Reproduisez mot pour mot l'ensemble des entrées qui suivent.

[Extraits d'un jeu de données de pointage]
§

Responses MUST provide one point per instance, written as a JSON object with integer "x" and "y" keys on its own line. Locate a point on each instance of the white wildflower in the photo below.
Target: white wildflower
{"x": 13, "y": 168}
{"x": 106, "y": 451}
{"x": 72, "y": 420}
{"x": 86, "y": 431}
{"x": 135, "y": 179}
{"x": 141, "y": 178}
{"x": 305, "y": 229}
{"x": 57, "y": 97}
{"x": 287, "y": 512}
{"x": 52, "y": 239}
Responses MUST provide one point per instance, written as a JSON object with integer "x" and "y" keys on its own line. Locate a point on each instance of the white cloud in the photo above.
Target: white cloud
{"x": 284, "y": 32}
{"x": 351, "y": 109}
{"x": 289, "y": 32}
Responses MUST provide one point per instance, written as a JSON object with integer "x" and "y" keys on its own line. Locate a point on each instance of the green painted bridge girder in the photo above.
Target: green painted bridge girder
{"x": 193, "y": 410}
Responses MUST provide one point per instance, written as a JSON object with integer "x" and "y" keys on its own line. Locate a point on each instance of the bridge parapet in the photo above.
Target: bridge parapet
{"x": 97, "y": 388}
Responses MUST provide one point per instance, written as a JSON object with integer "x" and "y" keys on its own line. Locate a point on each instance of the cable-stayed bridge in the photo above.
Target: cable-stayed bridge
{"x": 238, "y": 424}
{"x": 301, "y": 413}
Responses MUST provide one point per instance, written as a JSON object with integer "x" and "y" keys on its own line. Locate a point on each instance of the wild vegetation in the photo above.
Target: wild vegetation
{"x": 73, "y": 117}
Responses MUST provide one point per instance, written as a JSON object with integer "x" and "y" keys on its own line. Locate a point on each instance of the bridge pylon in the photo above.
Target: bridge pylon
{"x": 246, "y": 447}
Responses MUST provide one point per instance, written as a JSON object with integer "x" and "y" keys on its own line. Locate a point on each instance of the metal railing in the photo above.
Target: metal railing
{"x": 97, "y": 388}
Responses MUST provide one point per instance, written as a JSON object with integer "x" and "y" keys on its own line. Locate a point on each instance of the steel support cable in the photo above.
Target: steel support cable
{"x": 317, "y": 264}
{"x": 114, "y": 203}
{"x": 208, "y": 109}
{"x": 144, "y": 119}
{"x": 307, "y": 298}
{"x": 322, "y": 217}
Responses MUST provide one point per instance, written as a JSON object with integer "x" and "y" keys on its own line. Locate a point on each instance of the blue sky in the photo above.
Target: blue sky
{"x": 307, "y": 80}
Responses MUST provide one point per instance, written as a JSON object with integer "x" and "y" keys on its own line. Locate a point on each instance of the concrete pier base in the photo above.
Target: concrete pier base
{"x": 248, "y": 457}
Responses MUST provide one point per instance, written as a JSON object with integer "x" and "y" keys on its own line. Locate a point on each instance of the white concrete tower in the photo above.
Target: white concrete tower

§

RÉSULTAT DE L'EXERCICE:
Responses MUST provide one point per instance, written as a JSON object with integer "x" and "y" keys on its own line. Locate a point on each instance of the white wildflower in the photo below.
Target: white wildflower
{"x": 13, "y": 168}
{"x": 106, "y": 451}
{"x": 72, "y": 420}
{"x": 86, "y": 431}
{"x": 135, "y": 179}
{"x": 141, "y": 178}
{"x": 305, "y": 229}
{"x": 57, "y": 97}
{"x": 287, "y": 512}
{"x": 52, "y": 239}
Responses MUST provide one point per instance, written as a JSON object with integer "x" and "y" keys on its own line. Locate a point on each instance of the white cloud in the photo above.
Target: white cloud
{"x": 284, "y": 32}
{"x": 351, "y": 109}
{"x": 289, "y": 32}
Responses MUST provide one point per instance, written as a JSON object with integer "x" and "y" keys on its own line. Locate a point on each instance of the green painted bridge girder in the photo above.
Target: green painted bridge girder
{"x": 193, "y": 410}
Responses MUST provide one point per instance, written as a JSON object with integer "x" and "y" keys on its own line. Locate a point on each instance of the bridge parapet in the photo above.
Target: bridge parapet
{"x": 97, "y": 388}
Responses MUST provide one point per instance, written as a JSON object with integer "x" and "y" keys on its own line. Locate a point on each instance of the cable-stayed bridge in the photo above.
Target: cable-stayed bridge
{"x": 238, "y": 424}
{"x": 301, "y": 413}
Responses MUST provide one point per instance, written as a JSON object with integer "x" and "y" keys on its own line. Locate a point on each instance of the wild vegetation in the photo above.
Target: wild vegetation
{"x": 73, "y": 117}
Responses MUST provide one point per instance, written as a JSON object with integer "x" and "y" keys on its own line. Locate a point on each instance of the bridge pylon in the photo above.
Target: bridge pylon
{"x": 246, "y": 447}
Responses MUST provide one point per instance, written as a JSON object with integer "x" and "y" keys on its own line. Locate a point on each instance of the metal railing in the photo above.
Target: metal railing
{"x": 97, "y": 388}
Responses MUST provide one point per instance, written as a JSON object with integer "x" and "y" keys on its own line. Locate a point on each instance of the steel support cable in the photo above.
Target: steel support cable
{"x": 317, "y": 264}
{"x": 114, "y": 203}
{"x": 208, "y": 109}
{"x": 144, "y": 119}
{"x": 307, "y": 298}
{"x": 322, "y": 217}
Responses MUST provide one point per instance, written as a JSON object with integer "x" and "y" keys on its own line. Locate a point on each instance of the blue sky in the photo above.
Target: blue sky
{"x": 307, "y": 80}
Responses MUST provide one point per instance, written as a JSON object with integer "x" and "y" keys on its own line. Locate a point on each instance of the concrete pier base in the photo above.
Target: concrete pier base
{"x": 248, "y": 457}
Responses MUST provide one point per instance, written as a JSON object with integer "x" and "y" keys on its own line. Locate a point on each instance of the white concrete tower in the photo above.
Target: white concrete tower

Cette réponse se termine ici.